## TEXT PASSAGE
........
Delilah is an American television drama series, created by Craig Wright, and executive produced by Oprah Winfrey's Harpo Films and Warner Bros. Television. The series premiered on OWN on March 9, 2021 ran for eight episodes until April 27, and was canceled in early 2022.

Premise
The series follows Delilah Connolly (played by Maahra Hill), who left a white-shoe law firm a decade ago and hung up her own shingle so she could make raising her kids her number one priority, and now began taking cases the big firms ignore, going head-to-head with the powerful and privileged as she fights for the disenfranchised.
........
## WORK TO BE COMPLETED
Can you write out the Delilah passage again, starting with "Delilah is an" and going on through "for the disenfranchised.", but change "kids" to "children"?
........
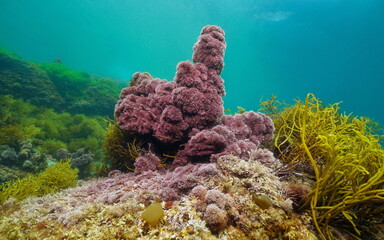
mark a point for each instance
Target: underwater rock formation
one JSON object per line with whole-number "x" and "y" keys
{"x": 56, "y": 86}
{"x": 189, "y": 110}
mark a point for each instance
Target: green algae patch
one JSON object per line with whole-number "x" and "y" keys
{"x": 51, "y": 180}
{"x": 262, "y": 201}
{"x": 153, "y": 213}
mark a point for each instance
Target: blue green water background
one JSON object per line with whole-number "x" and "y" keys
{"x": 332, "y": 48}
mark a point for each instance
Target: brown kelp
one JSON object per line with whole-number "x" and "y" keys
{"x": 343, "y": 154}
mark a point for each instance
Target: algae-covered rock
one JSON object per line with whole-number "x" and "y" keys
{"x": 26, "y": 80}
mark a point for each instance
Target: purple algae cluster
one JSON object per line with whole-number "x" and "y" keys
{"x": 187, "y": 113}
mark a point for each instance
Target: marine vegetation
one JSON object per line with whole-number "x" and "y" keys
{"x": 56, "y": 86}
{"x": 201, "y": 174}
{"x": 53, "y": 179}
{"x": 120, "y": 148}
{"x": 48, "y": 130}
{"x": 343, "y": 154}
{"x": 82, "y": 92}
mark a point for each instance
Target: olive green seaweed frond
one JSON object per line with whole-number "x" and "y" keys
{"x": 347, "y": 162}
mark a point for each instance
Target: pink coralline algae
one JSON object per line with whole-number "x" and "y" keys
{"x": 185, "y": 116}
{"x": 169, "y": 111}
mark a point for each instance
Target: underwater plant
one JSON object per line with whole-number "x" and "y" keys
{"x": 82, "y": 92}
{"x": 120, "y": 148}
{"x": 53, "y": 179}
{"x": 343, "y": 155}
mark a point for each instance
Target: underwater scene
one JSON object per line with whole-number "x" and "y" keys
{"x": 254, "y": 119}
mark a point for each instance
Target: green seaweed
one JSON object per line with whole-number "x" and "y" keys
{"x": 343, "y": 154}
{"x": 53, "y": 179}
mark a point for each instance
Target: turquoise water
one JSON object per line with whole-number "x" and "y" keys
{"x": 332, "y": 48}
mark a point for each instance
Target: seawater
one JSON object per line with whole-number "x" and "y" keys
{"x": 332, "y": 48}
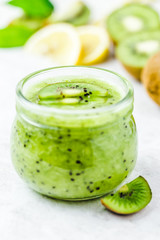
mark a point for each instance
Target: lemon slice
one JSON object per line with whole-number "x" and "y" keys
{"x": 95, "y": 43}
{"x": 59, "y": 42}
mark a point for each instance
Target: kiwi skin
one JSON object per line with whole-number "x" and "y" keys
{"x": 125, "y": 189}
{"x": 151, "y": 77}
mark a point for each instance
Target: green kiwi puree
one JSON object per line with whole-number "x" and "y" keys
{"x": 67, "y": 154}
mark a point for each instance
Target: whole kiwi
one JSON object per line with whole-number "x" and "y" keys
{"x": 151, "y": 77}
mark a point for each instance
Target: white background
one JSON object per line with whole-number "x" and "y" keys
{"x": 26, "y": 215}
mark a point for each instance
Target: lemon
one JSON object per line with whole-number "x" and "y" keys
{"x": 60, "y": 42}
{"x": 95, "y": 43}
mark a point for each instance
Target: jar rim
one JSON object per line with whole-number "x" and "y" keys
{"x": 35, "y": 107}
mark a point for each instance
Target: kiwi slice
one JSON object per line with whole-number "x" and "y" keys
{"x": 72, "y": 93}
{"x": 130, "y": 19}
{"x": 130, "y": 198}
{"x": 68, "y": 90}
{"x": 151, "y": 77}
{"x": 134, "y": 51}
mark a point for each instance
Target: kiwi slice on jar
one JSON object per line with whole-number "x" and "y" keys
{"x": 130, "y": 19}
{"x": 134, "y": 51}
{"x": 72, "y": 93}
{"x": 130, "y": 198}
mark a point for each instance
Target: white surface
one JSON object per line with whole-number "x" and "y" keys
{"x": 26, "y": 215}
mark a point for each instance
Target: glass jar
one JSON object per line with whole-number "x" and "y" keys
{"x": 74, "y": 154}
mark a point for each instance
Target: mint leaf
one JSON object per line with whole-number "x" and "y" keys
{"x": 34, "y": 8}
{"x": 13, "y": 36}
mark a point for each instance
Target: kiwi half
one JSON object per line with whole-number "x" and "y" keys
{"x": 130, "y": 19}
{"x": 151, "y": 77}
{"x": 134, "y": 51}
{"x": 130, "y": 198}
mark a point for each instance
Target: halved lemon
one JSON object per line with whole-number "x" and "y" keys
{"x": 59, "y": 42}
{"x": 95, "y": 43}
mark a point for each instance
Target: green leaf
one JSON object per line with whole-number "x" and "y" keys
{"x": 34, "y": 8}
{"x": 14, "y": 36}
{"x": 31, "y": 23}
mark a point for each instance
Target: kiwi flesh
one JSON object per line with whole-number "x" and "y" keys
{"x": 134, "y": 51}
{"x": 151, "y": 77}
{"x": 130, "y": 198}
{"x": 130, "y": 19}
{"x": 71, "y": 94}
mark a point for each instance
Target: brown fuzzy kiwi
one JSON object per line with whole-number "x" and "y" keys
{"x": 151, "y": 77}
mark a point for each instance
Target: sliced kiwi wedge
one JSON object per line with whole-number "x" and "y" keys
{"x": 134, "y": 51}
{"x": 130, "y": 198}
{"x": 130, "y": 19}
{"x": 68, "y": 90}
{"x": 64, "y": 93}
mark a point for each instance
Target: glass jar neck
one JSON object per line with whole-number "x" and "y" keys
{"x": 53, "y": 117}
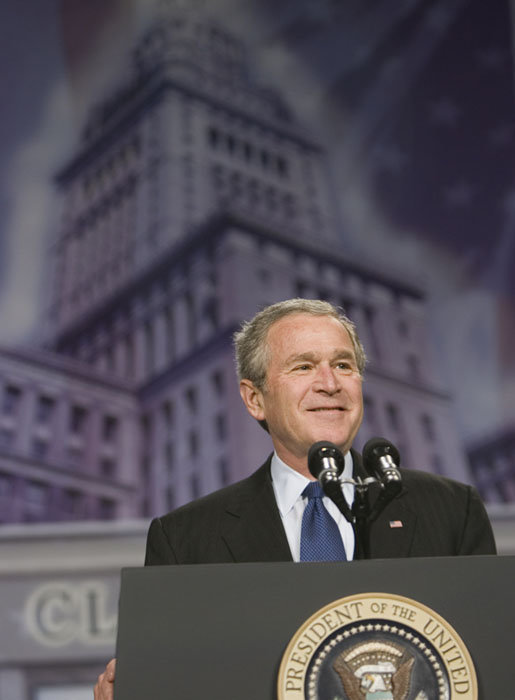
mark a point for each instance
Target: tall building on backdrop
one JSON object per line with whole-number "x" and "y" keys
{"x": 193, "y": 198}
........
## FINISHED TASK
Delilah is an American television drama series, created by Craig Wright, and executive produced by Oprah Winfrey's Harpo Films and Warner Bros. Television. The series premiered on OWN on March 9, 2021 ran for eight episodes until April 27, and was canceled in early 2022.

Premise
The series follows Delilah Connolly (played by Maahra Hill), who left a white-shoe law firm a decade ago and hung up her own shingle so she could make raising her children her number one priority, and now began taking cases the big firms ignore, going head-to-head with the powerful and privileged as she fights for the disenfranchised.